- SET EXERCISE: Go through the listing below and copy out each line that contains the string "above". Match case exactly.

- DATASET RECORDS:
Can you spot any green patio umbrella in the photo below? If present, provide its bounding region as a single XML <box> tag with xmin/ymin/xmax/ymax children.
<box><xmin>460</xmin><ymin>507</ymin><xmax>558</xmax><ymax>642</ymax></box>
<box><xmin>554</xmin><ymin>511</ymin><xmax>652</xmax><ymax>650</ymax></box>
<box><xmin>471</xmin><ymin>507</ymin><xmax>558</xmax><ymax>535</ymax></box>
==
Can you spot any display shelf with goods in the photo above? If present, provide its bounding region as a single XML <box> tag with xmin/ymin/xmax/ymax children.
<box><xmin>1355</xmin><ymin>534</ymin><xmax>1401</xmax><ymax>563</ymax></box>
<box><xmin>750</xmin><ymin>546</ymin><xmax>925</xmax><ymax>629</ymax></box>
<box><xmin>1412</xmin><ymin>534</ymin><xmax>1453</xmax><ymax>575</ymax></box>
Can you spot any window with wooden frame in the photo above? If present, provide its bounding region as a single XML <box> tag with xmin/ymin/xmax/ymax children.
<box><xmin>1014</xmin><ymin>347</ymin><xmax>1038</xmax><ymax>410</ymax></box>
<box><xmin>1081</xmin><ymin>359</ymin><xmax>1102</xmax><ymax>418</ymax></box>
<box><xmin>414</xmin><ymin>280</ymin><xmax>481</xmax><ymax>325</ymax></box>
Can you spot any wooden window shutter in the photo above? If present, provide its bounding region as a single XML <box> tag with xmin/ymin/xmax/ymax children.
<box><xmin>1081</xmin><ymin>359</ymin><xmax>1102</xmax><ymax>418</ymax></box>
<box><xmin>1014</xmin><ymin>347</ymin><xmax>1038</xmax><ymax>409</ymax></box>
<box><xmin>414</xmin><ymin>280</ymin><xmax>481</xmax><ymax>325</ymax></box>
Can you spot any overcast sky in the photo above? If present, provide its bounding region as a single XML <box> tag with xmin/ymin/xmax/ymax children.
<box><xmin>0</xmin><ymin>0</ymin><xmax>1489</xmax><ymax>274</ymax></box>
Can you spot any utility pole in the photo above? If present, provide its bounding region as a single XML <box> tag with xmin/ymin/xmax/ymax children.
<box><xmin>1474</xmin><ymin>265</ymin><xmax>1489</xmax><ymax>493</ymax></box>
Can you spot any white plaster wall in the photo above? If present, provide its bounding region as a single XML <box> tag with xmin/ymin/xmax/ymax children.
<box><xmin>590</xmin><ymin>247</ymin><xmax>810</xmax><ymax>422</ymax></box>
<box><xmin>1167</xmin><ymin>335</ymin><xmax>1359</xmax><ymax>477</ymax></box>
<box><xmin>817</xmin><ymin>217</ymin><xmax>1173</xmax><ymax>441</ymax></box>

- COMPLETED EXERCISE:
Can you spot any display shelf with goods in the photo above? If present, provide its bounding region as a single XML <box> tag with xmin/ymin/xmax/ymax children.
Can you spot any window with wooden frame in the photo above? If present, provide its bounding region as a single XML <box> tag with xmin/ymin/xmax/ymax children.
Can you spot any wooden window shutter in the photo above? If present, provide its bounding region as a single XML <box> tag with xmin/ymin/xmax/ymax children.
Can you spot any overcast sky in the photo above? If present, provide its bounding region as a single XML <box> tag with xmin/ymin/xmax/ymax children.
Can you spot any utility pole in the photo above? If present, provide its bounding region as a single XML <box> tag with xmin/ymin/xmax/ymax children.
Can you spot any white plaster wall in the photo above? If present, provide its bounding region as a single XML <box> tag with xmin/ymin/xmax/ymax children.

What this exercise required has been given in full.